**Objective**
Starting at the top of the listing below and ending at the line containing "x=281 y=116", format the text as a CSV with the columns "task" and "value": one row per task and its answer, each field in quotation marks and line breaks turned into spaces. Leave the pictures out.

**Data to use**
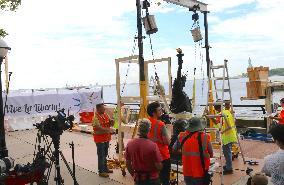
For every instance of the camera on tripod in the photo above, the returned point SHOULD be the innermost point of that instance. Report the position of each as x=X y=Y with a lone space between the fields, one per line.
x=54 y=126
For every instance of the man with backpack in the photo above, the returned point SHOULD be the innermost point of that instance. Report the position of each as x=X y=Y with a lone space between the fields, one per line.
x=196 y=151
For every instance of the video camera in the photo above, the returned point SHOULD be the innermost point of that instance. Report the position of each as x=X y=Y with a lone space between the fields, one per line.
x=54 y=126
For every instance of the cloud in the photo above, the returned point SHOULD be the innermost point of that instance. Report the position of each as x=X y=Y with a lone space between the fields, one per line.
x=66 y=42
x=55 y=43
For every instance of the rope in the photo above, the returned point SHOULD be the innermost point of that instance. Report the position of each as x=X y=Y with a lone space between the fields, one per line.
x=128 y=66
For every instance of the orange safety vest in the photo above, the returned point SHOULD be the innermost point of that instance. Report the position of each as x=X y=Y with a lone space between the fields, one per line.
x=191 y=161
x=86 y=117
x=156 y=136
x=100 y=137
x=281 y=116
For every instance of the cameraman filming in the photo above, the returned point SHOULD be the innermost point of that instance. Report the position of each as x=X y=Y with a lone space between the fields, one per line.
x=102 y=136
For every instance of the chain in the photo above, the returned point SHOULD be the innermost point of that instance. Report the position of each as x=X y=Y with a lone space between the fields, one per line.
x=128 y=66
x=201 y=68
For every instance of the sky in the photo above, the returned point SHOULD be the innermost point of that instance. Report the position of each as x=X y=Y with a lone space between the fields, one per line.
x=67 y=42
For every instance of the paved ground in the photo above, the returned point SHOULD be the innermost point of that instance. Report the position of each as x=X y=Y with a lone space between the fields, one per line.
x=21 y=146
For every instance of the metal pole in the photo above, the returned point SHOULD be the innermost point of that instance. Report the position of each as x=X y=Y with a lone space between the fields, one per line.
x=143 y=86
x=207 y=47
x=3 y=148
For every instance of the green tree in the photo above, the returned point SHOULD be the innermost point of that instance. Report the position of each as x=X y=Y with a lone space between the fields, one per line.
x=8 y=5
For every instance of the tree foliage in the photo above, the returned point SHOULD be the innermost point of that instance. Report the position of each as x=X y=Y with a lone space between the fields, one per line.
x=8 y=5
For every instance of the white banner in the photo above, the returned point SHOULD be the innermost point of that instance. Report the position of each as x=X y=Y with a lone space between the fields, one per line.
x=38 y=103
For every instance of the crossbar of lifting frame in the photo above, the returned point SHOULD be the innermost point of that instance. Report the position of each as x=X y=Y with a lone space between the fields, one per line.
x=134 y=99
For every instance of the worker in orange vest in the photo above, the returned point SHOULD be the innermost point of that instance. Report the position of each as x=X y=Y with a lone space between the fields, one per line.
x=102 y=135
x=196 y=151
x=280 y=116
x=159 y=134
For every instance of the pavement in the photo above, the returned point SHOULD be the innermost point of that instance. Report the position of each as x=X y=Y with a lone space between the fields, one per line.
x=21 y=147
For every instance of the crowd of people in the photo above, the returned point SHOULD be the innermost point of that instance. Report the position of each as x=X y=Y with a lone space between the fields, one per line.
x=148 y=156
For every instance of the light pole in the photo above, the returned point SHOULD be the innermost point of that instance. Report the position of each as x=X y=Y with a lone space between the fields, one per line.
x=3 y=149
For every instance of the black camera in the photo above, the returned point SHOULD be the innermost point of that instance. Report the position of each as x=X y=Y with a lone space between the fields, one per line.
x=54 y=126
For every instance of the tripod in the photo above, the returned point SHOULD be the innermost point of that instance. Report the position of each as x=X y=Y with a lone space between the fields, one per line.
x=55 y=161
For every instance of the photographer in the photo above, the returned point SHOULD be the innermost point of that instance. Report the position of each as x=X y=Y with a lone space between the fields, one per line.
x=102 y=136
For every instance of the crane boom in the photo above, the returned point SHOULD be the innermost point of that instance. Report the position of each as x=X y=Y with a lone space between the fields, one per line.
x=189 y=4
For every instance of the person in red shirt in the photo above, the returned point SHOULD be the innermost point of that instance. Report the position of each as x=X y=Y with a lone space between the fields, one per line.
x=102 y=136
x=143 y=158
x=193 y=169
x=280 y=116
x=160 y=136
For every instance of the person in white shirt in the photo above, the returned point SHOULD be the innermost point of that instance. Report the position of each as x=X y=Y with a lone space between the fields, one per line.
x=274 y=163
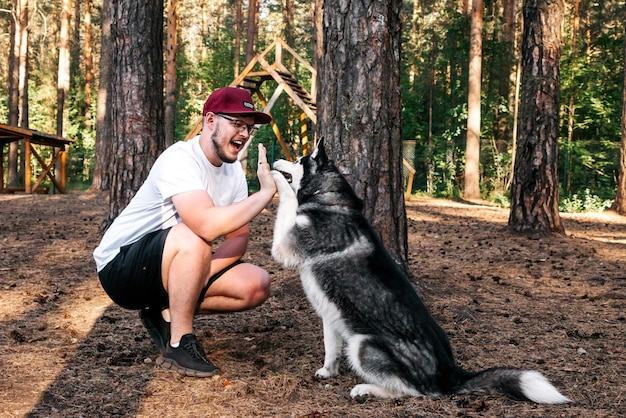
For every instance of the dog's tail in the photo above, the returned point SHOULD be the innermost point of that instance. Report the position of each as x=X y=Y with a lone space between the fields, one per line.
x=518 y=384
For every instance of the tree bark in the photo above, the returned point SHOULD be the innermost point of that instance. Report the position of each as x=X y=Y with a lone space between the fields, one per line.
x=253 y=12
x=136 y=105
x=13 y=99
x=170 y=82
x=238 y=31
x=104 y=139
x=472 y=148
x=535 y=187
x=88 y=56
x=619 y=205
x=359 y=109
x=63 y=77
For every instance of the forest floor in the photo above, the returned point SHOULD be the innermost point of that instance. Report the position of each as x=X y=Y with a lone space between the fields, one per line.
x=554 y=304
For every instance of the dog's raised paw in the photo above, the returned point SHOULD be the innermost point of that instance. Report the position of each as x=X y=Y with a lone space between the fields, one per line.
x=324 y=373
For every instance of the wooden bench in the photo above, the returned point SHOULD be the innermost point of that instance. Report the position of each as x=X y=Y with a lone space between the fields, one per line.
x=10 y=134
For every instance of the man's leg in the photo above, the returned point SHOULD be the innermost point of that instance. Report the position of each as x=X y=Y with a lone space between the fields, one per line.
x=185 y=267
x=244 y=286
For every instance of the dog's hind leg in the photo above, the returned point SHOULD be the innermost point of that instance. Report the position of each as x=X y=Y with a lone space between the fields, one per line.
x=333 y=344
x=383 y=373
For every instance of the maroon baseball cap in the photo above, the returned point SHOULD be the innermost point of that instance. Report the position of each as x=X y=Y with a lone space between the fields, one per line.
x=235 y=101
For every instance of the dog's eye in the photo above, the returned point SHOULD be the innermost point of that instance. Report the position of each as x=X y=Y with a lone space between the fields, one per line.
x=286 y=176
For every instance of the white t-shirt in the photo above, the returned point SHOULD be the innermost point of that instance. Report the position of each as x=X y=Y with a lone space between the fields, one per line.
x=182 y=167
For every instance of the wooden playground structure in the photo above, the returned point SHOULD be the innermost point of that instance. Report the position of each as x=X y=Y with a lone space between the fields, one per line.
x=258 y=71
x=29 y=137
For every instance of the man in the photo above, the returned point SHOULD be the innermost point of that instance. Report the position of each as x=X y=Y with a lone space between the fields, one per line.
x=157 y=255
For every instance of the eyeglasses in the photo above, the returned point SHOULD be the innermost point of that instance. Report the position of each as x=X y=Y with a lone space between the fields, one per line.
x=239 y=125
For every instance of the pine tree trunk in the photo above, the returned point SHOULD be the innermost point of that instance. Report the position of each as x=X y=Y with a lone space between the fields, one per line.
x=170 y=82
x=535 y=187
x=359 y=106
x=14 y=92
x=136 y=104
x=253 y=12
x=472 y=148
x=88 y=56
x=104 y=140
x=619 y=205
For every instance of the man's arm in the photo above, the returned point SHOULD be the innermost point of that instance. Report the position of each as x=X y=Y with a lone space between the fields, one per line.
x=199 y=213
x=231 y=250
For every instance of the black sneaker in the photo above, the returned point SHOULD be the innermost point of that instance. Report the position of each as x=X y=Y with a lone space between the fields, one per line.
x=158 y=328
x=188 y=358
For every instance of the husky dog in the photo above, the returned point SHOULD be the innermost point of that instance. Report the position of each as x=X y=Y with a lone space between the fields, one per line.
x=365 y=300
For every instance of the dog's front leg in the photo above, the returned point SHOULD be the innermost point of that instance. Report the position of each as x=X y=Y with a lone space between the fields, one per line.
x=333 y=344
x=282 y=245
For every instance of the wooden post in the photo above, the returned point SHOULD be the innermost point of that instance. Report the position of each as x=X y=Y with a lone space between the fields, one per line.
x=27 y=174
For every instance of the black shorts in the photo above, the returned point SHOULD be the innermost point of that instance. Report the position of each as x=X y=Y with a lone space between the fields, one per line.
x=133 y=278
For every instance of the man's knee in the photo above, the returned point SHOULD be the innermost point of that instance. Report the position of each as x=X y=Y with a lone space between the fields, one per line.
x=184 y=240
x=260 y=289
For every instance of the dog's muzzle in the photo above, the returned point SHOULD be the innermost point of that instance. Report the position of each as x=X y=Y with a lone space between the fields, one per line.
x=286 y=176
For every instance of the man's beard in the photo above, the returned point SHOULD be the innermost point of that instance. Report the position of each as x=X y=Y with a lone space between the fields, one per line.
x=219 y=150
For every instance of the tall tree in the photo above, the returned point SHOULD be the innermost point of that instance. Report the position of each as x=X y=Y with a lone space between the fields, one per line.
x=63 y=74
x=359 y=109
x=253 y=15
x=472 y=147
x=104 y=131
x=136 y=105
x=13 y=99
x=619 y=204
x=63 y=79
x=18 y=86
x=238 y=30
x=88 y=57
x=535 y=187
x=170 y=72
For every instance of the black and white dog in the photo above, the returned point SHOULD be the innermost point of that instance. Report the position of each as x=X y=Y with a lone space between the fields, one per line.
x=365 y=300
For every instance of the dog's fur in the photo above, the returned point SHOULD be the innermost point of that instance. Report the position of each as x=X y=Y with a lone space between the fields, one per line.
x=365 y=300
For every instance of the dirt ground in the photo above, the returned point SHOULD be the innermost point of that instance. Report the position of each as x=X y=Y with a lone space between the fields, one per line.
x=553 y=304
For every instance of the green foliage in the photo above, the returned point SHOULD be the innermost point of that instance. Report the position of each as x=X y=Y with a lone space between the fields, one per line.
x=585 y=201
x=434 y=77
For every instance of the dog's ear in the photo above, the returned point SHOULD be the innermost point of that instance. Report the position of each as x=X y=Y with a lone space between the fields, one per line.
x=319 y=155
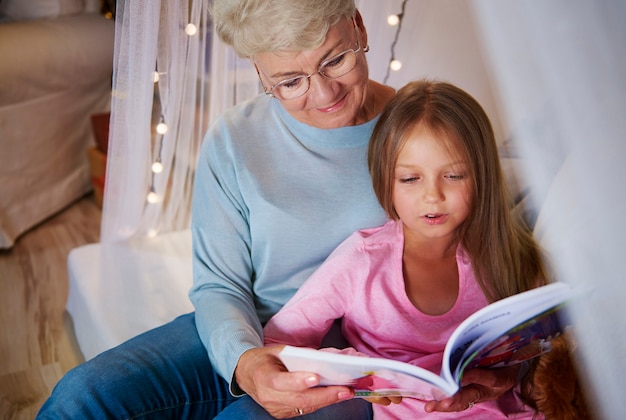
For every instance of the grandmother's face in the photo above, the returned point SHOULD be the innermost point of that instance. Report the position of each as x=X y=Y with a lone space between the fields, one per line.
x=329 y=103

**Finished exercise**
task,value
"For every instance of the camera on tripod in the photo above, the returned point SHOULD be the innermost point of that instance. Report the position of each as x=X y=Y with a lone space between the fields, one per line.","x=54 y=126"
"For every instance of the man with backpack in the photo above, the returned point SHOULD be the innermost point of that instance. Report the position of each as x=X y=Y with a lone space between the fields, one per line.","x=196 y=151"
"For every instance of the video camera in the photo above, the returned point SHOULD be the innermost point of that instance. Report the position of each as x=X y=Y with a lone space between the fields, one per line.","x=54 y=126"
"For every instance of the cloud in the photo above, the returned point SHOULD be the innermost point of that instance. Report the position of each as x=X y=Y with a lone space between the fields, one per line.","x=66 y=42 x=55 y=43"
"For every instance of the rope in the photo above, the returned point SHOULD be the innermost point of that instance. Report the position of each as x=X y=Y with a lone space between the fields, one per line.","x=128 y=66"
"For every instance of the orange safety vest in the photo above, the returned point SHOULD be the innermost point of that instance. Report the position of each as x=X y=Y with a lone space between the fields, one per line.","x=191 y=161 x=86 y=117 x=156 y=136 x=100 y=137 x=281 y=116"